START Excerpt to read
Tuesday, July 20, 2010

Clouds

They're gray, have been for days now. Sunshine off and on and terrible heat until today. I'm back on St. John's Wort. Yep. All this turmoil with Mike and lack of sleep have sent me spiraling. I can't take off work or I would be out of here. I was ready to quit my job on Monday and see if I could find a shack somewhere in the woods. If I don't get the stress under control it may be a 3x6x6 hole. I really don't think I can take much more of it. I don't actually know how to stop it.

I went home from work and went to bed but couldn't sleep for hours. I dozed here and there and didn't shut off the t.v. until midnight. It was still around 1 a.m. before I slept.
I am so tired of everything. Everyone keeps saying I have to stop worrying, stop letting this stuff get to me. I guess if I didn't care about them and  wasn't so very disappointed in how my children have turned out it might be easy to do that. They have made horrible choices in every area of their lives. And they are struggling in ways they should never have had to struggle, ways Jerry and I did not want and that we worked so hard to insure they wouldn't have to struggle. It is sickening to watch. David is trying so hard to get on his feet but keeps having these terrible set backs.

Oh, I'm just not going there. It doesn't matter anymore. I can remember when Jerry and I got married how he worked so hard and took care of me. I think maybe two or three times did anyone ever really have to help us and that was usually if a job change happened. But he did it all without asking help as far as I knew. If he did, I have no idea who he asked. He folks would have made sure I knew about it if he had asked them and I had no one on my side he could ask and I don't think he would have. We never had housing assistance, food assistance, or medical care until he was in the service... five years after we married. After that, life was a bit easier. Took several more years to get financially stable but we did it. And when I got the children in school, I went to school and then to work. Thank goodness I did. I'd be in such trouble now.
END Excerpt to read
[Task 1]:
Translate this sentence from the journal entry into Spanish: "I went home from work and went to bed but couldn't sleep for hours."
[Task 2]:
Copy the journal entry word for word between "I went home" and "before I slept.", inclusive.
The entries aren't needed for this work.
START Provided information
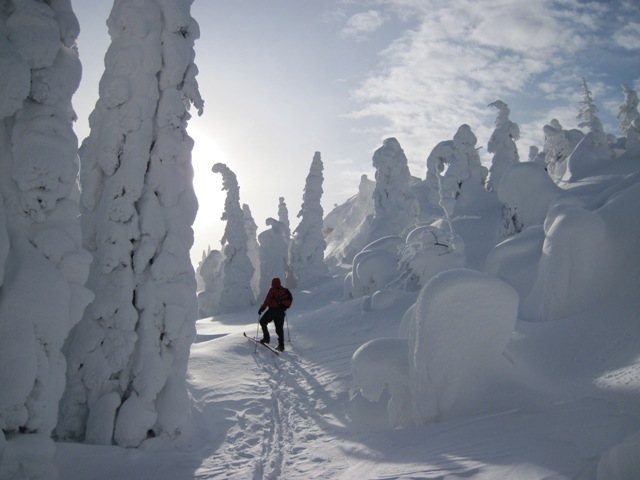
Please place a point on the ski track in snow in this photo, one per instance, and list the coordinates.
(297, 418)
(283, 417)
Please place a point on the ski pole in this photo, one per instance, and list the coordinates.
(255, 349)
(286, 319)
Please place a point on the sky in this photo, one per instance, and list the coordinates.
(282, 79)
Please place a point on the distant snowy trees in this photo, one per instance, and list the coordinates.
(127, 358)
(253, 249)
(274, 254)
(394, 205)
(283, 217)
(593, 150)
(43, 267)
(236, 270)
(306, 254)
(502, 144)
(629, 117)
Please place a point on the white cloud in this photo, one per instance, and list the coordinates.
END Provided information
[Answer space 1]:
Me fui a casa del trabajo y me acosté, pero no pude dormir durante horas.

[Answer space 2]:
I went home from work and went to bed but couldn't sleep for hours. I dozed here and there and didn't shut off the t.v. until midnight. It was still around 1 a.m. before I slept.